Identify every line below that contains the word "peak", and copy each such line in full.

** START OF LISTED RECORDS **

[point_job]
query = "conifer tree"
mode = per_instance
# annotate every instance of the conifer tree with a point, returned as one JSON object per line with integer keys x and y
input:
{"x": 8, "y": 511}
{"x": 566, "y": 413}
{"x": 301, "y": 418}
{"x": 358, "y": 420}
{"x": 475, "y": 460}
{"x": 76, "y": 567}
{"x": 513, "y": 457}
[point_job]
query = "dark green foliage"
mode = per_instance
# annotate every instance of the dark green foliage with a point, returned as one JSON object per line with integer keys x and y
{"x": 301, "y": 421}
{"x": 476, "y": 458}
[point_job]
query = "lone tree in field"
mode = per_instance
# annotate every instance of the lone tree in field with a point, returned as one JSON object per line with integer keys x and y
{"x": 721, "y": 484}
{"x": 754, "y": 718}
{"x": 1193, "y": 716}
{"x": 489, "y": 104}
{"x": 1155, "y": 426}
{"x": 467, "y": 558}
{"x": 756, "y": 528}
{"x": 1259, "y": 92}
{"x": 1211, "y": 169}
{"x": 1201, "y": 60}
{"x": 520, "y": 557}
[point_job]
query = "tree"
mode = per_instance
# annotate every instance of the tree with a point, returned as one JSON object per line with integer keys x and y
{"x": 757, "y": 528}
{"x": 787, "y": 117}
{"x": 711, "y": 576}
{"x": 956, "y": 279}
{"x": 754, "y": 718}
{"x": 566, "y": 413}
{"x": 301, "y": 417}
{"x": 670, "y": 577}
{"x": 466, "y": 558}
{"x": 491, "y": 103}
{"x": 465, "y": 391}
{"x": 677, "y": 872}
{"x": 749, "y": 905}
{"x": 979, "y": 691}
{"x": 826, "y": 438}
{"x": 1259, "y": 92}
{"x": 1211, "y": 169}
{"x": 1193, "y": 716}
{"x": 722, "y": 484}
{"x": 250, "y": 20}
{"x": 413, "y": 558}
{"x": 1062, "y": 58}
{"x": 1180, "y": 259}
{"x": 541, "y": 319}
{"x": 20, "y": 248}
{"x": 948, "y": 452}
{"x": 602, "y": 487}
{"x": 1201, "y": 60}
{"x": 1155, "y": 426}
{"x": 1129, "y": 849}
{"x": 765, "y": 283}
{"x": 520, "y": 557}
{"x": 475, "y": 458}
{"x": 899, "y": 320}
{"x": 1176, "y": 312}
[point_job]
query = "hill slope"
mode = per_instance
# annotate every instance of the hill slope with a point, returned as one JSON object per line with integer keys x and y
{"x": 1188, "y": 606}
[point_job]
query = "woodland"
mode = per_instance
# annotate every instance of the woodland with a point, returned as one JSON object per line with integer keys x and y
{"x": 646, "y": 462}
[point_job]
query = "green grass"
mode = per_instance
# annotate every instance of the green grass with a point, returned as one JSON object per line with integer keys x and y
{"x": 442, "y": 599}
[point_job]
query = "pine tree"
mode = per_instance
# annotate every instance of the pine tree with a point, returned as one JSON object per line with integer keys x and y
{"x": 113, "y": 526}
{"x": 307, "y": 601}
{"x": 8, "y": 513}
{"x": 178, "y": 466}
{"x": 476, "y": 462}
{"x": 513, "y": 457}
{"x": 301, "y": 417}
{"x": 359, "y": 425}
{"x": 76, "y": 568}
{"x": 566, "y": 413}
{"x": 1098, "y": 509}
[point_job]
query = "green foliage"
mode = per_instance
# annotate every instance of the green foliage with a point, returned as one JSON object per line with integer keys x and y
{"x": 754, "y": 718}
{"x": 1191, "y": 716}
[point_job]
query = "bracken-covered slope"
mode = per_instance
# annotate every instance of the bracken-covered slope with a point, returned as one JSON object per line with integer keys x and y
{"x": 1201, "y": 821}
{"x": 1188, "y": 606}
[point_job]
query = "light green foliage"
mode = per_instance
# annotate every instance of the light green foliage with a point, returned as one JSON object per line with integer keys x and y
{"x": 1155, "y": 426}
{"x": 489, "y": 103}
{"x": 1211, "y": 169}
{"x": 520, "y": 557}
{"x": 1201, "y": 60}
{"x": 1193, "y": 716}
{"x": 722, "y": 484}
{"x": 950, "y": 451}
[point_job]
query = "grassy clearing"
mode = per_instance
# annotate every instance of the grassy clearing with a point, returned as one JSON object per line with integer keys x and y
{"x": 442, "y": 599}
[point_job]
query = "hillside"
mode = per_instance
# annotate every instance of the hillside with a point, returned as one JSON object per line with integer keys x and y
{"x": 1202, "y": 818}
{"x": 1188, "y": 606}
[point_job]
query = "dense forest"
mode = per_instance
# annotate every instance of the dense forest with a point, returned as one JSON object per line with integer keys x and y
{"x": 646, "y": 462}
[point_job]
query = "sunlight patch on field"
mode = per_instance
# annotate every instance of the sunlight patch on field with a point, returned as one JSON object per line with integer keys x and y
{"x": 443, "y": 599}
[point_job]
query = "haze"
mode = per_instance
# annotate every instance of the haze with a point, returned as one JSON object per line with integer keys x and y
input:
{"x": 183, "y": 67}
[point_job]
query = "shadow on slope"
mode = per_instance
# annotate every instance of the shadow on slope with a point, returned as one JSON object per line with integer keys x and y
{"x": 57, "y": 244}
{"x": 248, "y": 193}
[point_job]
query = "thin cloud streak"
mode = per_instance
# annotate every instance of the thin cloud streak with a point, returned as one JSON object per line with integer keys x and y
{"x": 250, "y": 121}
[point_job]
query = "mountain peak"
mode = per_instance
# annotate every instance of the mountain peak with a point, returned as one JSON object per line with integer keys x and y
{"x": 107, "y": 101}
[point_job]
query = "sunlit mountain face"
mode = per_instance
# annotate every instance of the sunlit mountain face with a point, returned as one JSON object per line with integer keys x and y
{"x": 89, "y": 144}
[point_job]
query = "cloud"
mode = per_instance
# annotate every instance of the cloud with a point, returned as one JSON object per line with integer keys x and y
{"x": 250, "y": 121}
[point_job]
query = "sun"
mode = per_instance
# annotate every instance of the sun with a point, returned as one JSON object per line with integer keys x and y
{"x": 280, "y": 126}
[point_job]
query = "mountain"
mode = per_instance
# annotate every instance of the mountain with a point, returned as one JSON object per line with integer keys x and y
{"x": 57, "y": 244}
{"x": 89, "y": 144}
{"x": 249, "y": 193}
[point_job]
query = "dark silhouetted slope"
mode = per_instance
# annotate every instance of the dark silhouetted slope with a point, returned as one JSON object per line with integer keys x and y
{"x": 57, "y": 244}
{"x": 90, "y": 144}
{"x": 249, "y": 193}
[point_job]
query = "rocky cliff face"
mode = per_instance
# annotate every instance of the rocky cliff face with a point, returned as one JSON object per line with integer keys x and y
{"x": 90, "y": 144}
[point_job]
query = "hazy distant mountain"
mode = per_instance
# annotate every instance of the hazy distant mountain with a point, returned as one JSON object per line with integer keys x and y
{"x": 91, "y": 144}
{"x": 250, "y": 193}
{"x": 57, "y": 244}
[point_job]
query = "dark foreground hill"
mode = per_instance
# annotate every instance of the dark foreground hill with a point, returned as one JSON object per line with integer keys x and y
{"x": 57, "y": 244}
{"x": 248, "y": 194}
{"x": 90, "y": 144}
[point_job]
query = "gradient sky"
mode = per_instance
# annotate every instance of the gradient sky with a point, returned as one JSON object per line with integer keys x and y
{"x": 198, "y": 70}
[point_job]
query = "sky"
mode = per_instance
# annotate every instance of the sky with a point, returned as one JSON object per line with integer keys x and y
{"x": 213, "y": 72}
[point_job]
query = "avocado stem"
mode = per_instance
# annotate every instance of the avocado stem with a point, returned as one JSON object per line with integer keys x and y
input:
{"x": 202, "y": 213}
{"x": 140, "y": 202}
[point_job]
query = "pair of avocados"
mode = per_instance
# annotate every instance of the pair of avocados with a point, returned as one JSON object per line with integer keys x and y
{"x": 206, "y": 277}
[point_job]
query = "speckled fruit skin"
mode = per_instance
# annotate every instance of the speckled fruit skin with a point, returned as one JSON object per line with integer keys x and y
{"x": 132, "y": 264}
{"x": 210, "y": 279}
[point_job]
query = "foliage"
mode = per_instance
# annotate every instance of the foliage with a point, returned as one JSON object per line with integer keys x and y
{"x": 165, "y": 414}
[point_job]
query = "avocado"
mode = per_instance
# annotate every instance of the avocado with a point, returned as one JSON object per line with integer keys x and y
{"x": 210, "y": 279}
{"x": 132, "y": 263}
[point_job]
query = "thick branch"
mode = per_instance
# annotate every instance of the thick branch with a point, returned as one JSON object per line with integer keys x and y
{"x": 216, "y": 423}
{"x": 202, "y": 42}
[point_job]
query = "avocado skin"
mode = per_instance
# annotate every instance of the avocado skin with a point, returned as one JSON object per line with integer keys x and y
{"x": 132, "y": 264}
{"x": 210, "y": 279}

** END OF LISTED RECORDS **

- ANSWER TO THE TASK -
query = "mountain peak"
# annotate every instance of the mountain peak with a point, returned as one JSON object per line with integer keys x and y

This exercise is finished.